**TRECHO FORNECIDO:**
___

Nas últimas dez semanas, Matinas Suzuki Jr. vem escrevendo sobre “Como ganhar no futebol de hoje”. O sábio samurai futebolístico observou que, para vencer, um time precisa de dois bons jogadores em cada posição, planejamento, capacidade de arrecadar dinheiro, preparo físico, comunicação, psicologia, tática, estratégia e coisas assim.

Minha visão é um pouco diferente. Acho que a primeira regra para vencer um jogo, seja na várzea ou na Copa do Mundo, é ter o juiz a seu favor. Nada melhor do que um árbitro que seja cego para as faltas de seu time e tenha olhos de águia para as do adversário. Um bom Castrilli ou um Márcio Rezende de Freitas fazem muita diferença. Eles neutralizam qualquer craque e vencem qualquer estratégia.

Logo abaixo dos juízes, vem Deus. É útil tê-Lo a seu lado, e há vários modos de se conseguir isso. A maneira mais tradicional é ir até Aparecida pedir a benção de Nossa Senhora.

Porém, por via das dúvidas, é bom fazer um trabalho num terreiro. E não se devem esquecer as medalhinhas, superstições e promessas. Até Pelé usava medalhinha. Elas dão mais confiança ao jogador e, dizem alguns, também mais velocidade, resistência e proteção contra contusões.

Quanto às superstições, as mais engraçadas são as dos goleiros, que dão pulinhos, chutinhos nas traves, penduram-se nos travessões e beijam a rede.
E isso sem falar nas promessas, como a de cortar cabelos, andar de joelhos e vestir-se de mulher. Sem a ajuda de santos e bruxos, qualquer craque se torna um perna-de-pau.

Um cartola desonesto também nunca é demais: ele consegue manipular tabelas, parar campeonatos, colocar jogadores suspensos em campo, retardar julgamentos inconvenientes e agilizar o primeiro item desta crônica, a compra de juízes.

Porém, mesmo tendo o auxílio de árbitros, deuses e cartolas, só por segurança, é bom ter um time decente. Não necessariamente 22 bons jogadores, mas alguns tipos são fundamentais.

___

**REGISTROS EXTRAÍDOS:**
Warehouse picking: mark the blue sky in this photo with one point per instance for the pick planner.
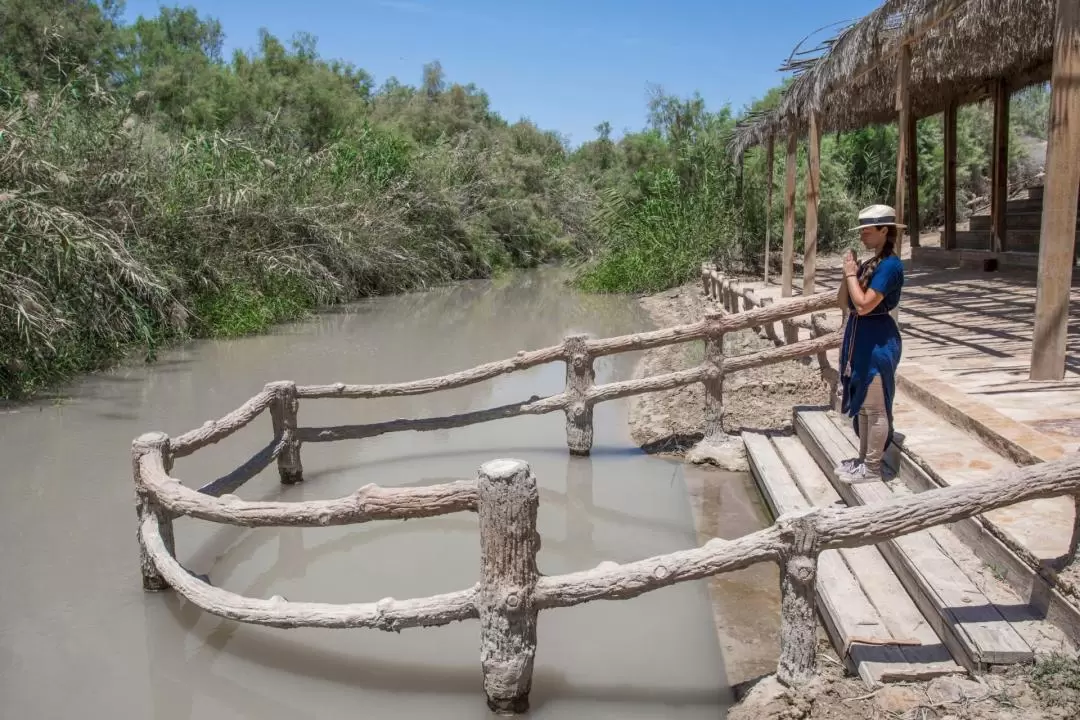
(567, 66)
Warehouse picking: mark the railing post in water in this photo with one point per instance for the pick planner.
(283, 410)
(579, 380)
(714, 384)
(145, 504)
(509, 543)
(770, 328)
(798, 622)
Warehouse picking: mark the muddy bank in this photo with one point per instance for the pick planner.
(763, 398)
(758, 398)
(1049, 691)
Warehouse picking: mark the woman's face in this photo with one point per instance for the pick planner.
(873, 238)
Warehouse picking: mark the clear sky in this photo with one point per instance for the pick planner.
(565, 65)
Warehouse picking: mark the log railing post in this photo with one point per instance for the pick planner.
(714, 384)
(798, 623)
(283, 410)
(145, 505)
(579, 379)
(508, 615)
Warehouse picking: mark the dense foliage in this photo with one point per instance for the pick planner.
(152, 189)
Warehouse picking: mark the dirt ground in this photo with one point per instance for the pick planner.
(763, 398)
(759, 398)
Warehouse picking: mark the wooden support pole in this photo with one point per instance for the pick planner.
(948, 238)
(283, 410)
(999, 174)
(813, 194)
(798, 616)
(912, 130)
(769, 150)
(904, 108)
(714, 384)
(579, 380)
(788, 259)
(1057, 239)
(509, 543)
(145, 505)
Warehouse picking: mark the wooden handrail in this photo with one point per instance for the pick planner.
(511, 592)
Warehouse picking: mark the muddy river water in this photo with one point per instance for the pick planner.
(80, 639)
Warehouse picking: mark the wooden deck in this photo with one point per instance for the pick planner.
(966, 410)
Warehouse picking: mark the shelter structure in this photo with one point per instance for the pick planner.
(915, 58)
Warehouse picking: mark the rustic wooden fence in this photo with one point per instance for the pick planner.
(511, 591)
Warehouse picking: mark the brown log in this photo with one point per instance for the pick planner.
(579, 379)
(215, 431)
(787, 271)
(235, 479)
(1057, 235)
(283, 410)
(948, 239)
(532, 406)
(769, 150)
(813, 195)
(148, 508)
(509, 543)
(387, 614)
(798, 576)
(368, 503)
(794, 351)
(714, 381)
(521, 362)
(783, 310)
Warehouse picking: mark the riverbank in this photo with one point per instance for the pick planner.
(758, 398)
(761, 398)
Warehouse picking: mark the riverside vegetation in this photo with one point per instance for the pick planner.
(152, 190)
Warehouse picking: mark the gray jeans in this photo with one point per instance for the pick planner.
(873, 426)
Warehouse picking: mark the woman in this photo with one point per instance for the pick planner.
(872, 343)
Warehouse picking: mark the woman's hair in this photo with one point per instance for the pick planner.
(867, 270)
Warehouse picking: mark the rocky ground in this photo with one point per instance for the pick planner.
(763, 398)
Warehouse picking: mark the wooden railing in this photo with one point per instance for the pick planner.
(511, 591)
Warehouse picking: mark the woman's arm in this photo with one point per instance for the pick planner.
(864, 300)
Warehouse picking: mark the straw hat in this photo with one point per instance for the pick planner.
(877, 215)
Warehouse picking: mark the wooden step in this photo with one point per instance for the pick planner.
(1015, 540)
(861, 635)
(930, 657)
(974, 629)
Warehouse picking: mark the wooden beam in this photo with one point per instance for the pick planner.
(769, 152)
(999, 174)
(1057, 238)
(904, 106)
(910, 130)
(788, 268)
(948, 238)
(813, 193)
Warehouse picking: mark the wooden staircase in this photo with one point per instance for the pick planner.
(1023, 225)
(914, 608)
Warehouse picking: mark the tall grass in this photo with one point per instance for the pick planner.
(116, 235)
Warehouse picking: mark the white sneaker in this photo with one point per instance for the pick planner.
(859, 475)
(847, 465)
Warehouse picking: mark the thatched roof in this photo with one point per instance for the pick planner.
(959, 49)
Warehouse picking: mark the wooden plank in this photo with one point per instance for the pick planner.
(999, 171)
(950, 123)
(769, 153)
(926, 652)
(788, 259)
(853, 624)
(972, 628)
(813, 194)
(1058, 200)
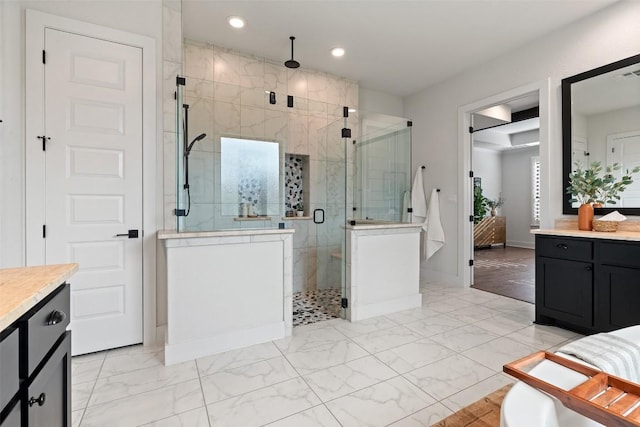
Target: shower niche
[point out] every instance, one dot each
(296, 186)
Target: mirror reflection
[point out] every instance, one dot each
(604, 123)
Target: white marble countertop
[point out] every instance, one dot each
(614, 235)
(22, 288)
(375, 225)
(173, 234)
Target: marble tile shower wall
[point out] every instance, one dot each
(227, 94)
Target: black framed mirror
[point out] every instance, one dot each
(601, 122)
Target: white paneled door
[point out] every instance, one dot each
(93, 182)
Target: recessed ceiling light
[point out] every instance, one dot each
(236, 21)
(337, 52)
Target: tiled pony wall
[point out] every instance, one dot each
(228, 96)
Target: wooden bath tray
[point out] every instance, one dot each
(604, 398)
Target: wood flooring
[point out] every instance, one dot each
(505, 271)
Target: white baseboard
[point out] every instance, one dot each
(181, 352)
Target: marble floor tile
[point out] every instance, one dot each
(309, 340)
(343, 379)
(503, 324)
(541, 337)
(263, 406)
(472, 313)
(318, 416)
(408, 316)
(464, 338)
(448, 376)
(414, 355)
(236, 358)
(244, 379)
(381, 404)
(424, 417)
(325, 355)
(85, 370)
(494, 354)
(433, 325)
(363, 327)
(471, 394)
(141, 380)
(80, 395)
(387, 338)
(120, 362)
(76, 417)
(146, 407)
(194, 418)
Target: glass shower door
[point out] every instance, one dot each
(329, 216)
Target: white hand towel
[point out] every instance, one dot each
(435, 232)
(404, 214)
(418, 200)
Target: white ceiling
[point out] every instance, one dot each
(398, 47)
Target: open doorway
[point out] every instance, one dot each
(505, 159)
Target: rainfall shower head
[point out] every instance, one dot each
(291, 63)
(196, 139)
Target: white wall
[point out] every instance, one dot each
(607, 36)
(516, 190)
(599, 126)
(487, 164)
(121, 15)
(372, 101)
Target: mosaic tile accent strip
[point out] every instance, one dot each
(293, 182)
(316, 306)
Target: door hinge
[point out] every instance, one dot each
(44, 141)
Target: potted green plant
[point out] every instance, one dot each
(479, 204)
(589, 186)
(494, 204)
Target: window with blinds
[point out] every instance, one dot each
(535, 191)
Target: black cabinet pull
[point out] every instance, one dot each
(56, 317)
(40, 400)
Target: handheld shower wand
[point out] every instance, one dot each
(187, 151)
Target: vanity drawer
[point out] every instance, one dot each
(43, 328)
(564, 248)
(9, 381)
(618, 253)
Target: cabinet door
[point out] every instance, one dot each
(618, 294)
(564, 290)
(13, 419)
(48, 399)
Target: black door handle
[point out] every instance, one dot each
(56, 317)
(132, 234)
(40, 400)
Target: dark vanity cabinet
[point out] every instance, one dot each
(587, 284)
(35, 366)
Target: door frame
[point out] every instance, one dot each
(465, 186)
(36, 22)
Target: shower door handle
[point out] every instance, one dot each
(318, 216)
(132, 234)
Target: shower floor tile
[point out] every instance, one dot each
(316, 306)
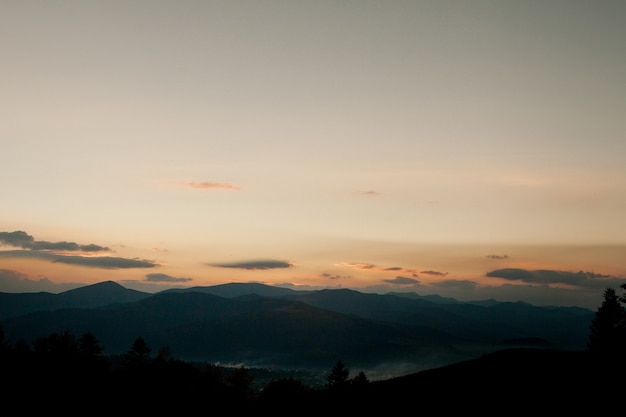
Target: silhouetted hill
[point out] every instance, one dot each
(236, 289)
(89, 296)
(266, 326)
(508, 381)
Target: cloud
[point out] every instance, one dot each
(546, 277)
(334, 277)
(16, 282)
(23, 240)
(358, 265)
(498, 256)
(255, 265)
(402, 281)
(106, 262)
(458, 284)
(210, 185)
(434, 273)
(362, 266)
(165, 278)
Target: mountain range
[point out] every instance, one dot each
(273, 327)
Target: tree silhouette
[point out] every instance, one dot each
(90, 347)
(607, 338)
(338, 377)
(139, 354)
(360, 380)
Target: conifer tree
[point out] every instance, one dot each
(607, 338)
(338, 377)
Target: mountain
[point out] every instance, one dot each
(266, 326)
(89, 296)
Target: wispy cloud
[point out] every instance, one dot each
(261, 264)
(362, 266)
(210, 185)
(16, 282)
(333, 277)
(66, 252)
(21, 239)
(106, 262)
(434, 273)
(581, 279)
(369, 192)
(402, 281)
(165, 278)
(498, 256)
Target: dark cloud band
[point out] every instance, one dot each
(23, 240)
(254, 265)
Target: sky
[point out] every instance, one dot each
(470, 149)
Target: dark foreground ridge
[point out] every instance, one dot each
(528, 380)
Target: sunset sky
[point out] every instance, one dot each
(472, 149)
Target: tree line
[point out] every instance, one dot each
(62, 371)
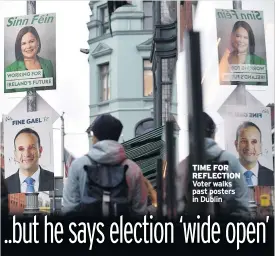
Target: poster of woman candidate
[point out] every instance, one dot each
(28, 152)
(248, 137)
(241, 49)
(30, 53)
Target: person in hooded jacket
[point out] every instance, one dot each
(105, 150)
(234, 205)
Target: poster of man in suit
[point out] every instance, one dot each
(28, 151)
(248, 136)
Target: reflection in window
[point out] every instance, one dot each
(104, 82)
(147, 79)
(144, 126)
(148, 15)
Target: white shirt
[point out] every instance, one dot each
(35, 176)
(255, 171)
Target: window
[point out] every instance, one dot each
(148, 15)
(144, 126)
(104, 82)
(104, 18)
(147, 79)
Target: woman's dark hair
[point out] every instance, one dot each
(251, 37)
(21, 33)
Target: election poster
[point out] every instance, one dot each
(28, 152)
(30, 53)
(241, 47)
(248, 137)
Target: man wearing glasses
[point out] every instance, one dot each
(30, 177)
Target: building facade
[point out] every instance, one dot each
(121, 80)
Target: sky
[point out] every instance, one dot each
(72, 93)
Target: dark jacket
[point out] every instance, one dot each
(232, 204)
(265, 176)
(46, 182)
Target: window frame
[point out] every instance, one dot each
(146, 16)
(142, 122)
(103, 24)
(101, 86)
(145, 69)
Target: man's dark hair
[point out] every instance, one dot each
(251, 37)
(29, 131)
(246, 125)
(209, 124)
(21, 33)
(106, 127)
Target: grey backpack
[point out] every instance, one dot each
(106, 191)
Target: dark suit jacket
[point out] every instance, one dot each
(265, 176)
(46, 182)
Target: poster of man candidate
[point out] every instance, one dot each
(241, 48)
(248, 137)
(28, 152)
(30, 53)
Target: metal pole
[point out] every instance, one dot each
(240, 89)
(62, 144)
(32, 206)
(195, 109)
(159, 92)
(157, 18)
(159, 189)
(170, 177)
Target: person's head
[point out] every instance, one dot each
(209, 126)
(248, 142)
(27, 149)
(106, 127)
(242, 38)
(27, 44)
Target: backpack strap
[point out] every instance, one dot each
(91, 160)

___

**TAREFAS:**
1. Diga se cada afirmação abaixo está de acordo com a crônica sobre como vencer no futebol. Responda sim ou não e cite as palavras exatas da crônica que decidem cada caso. (a) A primeira regra para vencer um jogo é ter o juiz a seu favor. (b) Pelé nunca usou medalhinha. (c) Para vencer, é indispensável ter 22 bons jogadores.
2. De acordo com a crônica sobre como vencer no futebol, qual é a maneira mais tradicional de ter Deus a seu lado?
3. Dê continuidade à crônica sobre como vencer no futebol, começando logo depois da última frase apresentada.

**RESPOSTAS ÀS TAREFAS:**
1.
(a) Sim: "Acho que a primeira regra para vencer um jogo, seja na várzea ou na Copa do Mundo, é ter o juiz a seu favor."
(b) Não: "Até Pelé usava medalhinha."
(c) Não: "Não necessariamente 22 bons jogadores, mas alguns tipos são fundamentais."

2. Ir até Aparecida pedir a benção de Nossa Senhora.

3.
Em primeiro lugar, é preciso ter um valentão, um daqueles jogadores que têm tanta autoridade que os amigos lhe pedem benção, e os inimigos, licença. Ele pode ser grosso, como o Dinho, craque, como o Zito, ou mediano, como o Dunga, porque, nesse caso, mais do que as pernas, o que importa é a garganta.

Um palhaço também é imprescindível: eles atraem a torcida, animam o ambiente, manipulam a mídia e às vezes até marcam gols. Túlio, Dadá Maravilha, Viola e Serginho (ex-Santos) são alguns exemplos de jogadores bem-humorados.

Um zagueiro com vocação para assassino pode ajudar, mas o principal é não se esquecer do craque, do maestro, daquele jogador que põe ordem no jogo, que atrai a bola como um imã, feito um Cruyff, um Beckenbauer, um Pelé, um Deyna, um Zico ou um Falcão. Um time sem um craque é como uma noite sem lua, como um dia sem sol, como uma banana-split sem banana.

E, mais do que tudo, é preciso gostar de futebol. É preciso rir ao dar um drible, trincar os dentes ao dividir uma bola e gostar de fazer embaixadas até com laranjas. Enfim, como disse Nelson Rodrigues, mais do que tudo há que se jogar com alma, que quem ganha partidas e campeonatos não é a estratégia nem o planejamento nem nada, é a alma.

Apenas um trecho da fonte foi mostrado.